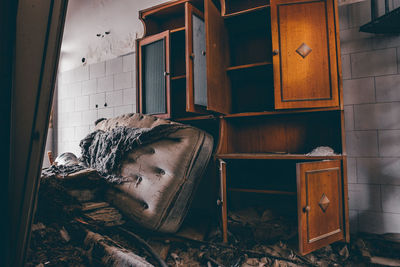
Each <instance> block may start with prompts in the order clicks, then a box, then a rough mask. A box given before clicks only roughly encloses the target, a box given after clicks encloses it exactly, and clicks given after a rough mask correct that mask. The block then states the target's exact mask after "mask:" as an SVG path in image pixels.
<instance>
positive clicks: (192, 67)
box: [185, 3, 207, 113]
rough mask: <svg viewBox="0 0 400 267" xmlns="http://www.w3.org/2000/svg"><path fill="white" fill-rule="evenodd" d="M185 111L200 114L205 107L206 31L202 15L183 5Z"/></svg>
mask: <svg viewBox="0 0 400 267" xmlns="http://www.w3.org/2000/svg"><path fill="white" fill-rule="evenodd" d="M185 25H186V29H185V32H186V44H187V45H186V111H188V112H199V113H202V112H204V111H205V110H206V107H207V73H206V70H207V68H206V29H205V22H204V16H203V13H202V12H200V11H199V10H198V9H196V8H195V7H193V6H192V5H191V4H189V3H186V4H185Z"/></svg>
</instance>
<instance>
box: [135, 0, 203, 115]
mask: <svg viewBox="0 0 400 267" xmlns="http://www.w3.org/2000/svg"><path fill="white" fill-rule="evenodd" d="M202 8H203V4H202V2H201V1H188V0H187V1H183V0H179V1H174V2H171V3H165V4H162V5H160V6H157V7H154V8H150V9H147V10H143V11H141V12H140V15H139V17H140V19H141V20H142V21H143V24H144V26H145V36H144V37H143V38H141V39H138V40H137V43H138V78H139V79H138V95H139V98H138V99H139V101H138V111H139V112H142V113H144V114H152V115H155V116H159V117H164V118H181V117H186V116H189V115H190V114H192V113H195V114H196V113H200V114H201V113H204V111H205V110H206V108H207V100H208V98H207V76H206V33H205V22H204V15H203V12H202V11H200V9H202ZM161 40H162V41H161ZM161 42H162V43H163V45H162V44H161ZM161 48H163V49H161ZM149 49H153V50H152V55H153V56H152V57H151V56H148V53H147V52H148V51H147V50H149ZM149 57H150V58H149Z"/></svg>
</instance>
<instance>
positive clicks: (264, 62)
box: [226, 61, 272, 72]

# Brief
Copy out all the records above, switching every "positive clicks" to "foreground clicks" and leaving everything else unchanged. Omit the pictures.

# Reply
Each <instance> block may start with prompts in the order clicks, then a box, then a rough mask. A box given before clicks only roughly encloses the target, a box given after clicks encloses it exactly, and clicks given after a rough mask correct that mask. The block then states the target's exact mask after "mask:" as an SVG path in image pixels.
<instance>
foreground clicks: (192, 67)
box: [185, 3, 207, 113]
rough mask: <svg viewBox="0 0 400 267" xmlns="http://www.w3.org/2000/svg"><path fill="white" fill-rule="evenodd" d="M185 111L200 114L205 107L206 31L202 15L183 5Z"/></svg>
mask: <svg viewBox="0 0 400 267" xmlns="http://www.w3.org/2000/svg"><path fill="white" fill-rule="evenodd" d="M185 25H186V29H185V32H186V44H187V45H186V111H188V112H199V113H202V112H204V111H205V110H206V107H207V73H206V70H207V68H206V29H205V22H204V16H203V13H202V12H200V11H199V10H198V9H196V8H195V7H193V6H192V5H191V4H189V3H186V4H185Z"/></svg>
</instance>
<instance>
box: [135, 0, 203, 115]
mask: <svg viewBox="0 0 400 267" xmlns="http://www.w3.org/2000/svg"><path fill="white" fill-rule="evenodd" d="M202 8H203V4H202V2H201V1H188V0H187V1H183V0H179V1H174V2H171V3H165V4H162V5H160V6H157V7H154V8H150V9H147V10H143V11H141V12H140V15H139V17H140V19H141V20H142V21H143V24H144V26H145V36H144V37H143V38H141V39H138V40H137V43H138V78H139V79H138V95H139V98H138V99H139V101H138V111H139V112H142V113H144V114H152V115H155V116H159V117H164V118H181V117H186V116H189V115H190V114H192V113H195V114H196V113H200V114H201V113H204V111H205V110H206V108H207V100H208V98H207V76H206V33H205V22H204V15H203V12H202V11H200V9H202ZM161 40H162V41H161ZM161 42H162V43H163V45H162V44H161ZM161 48H163V49H161ZM149 49H153V50H152V55H153V56H152V57H151V56H148V53H147V52H148V51H147V50H149ZM149 57H150V58H149Z"/></svg>
</instance>
<instance>
foreground clicks: (264, 62)
box: [226, 61, 272, 72]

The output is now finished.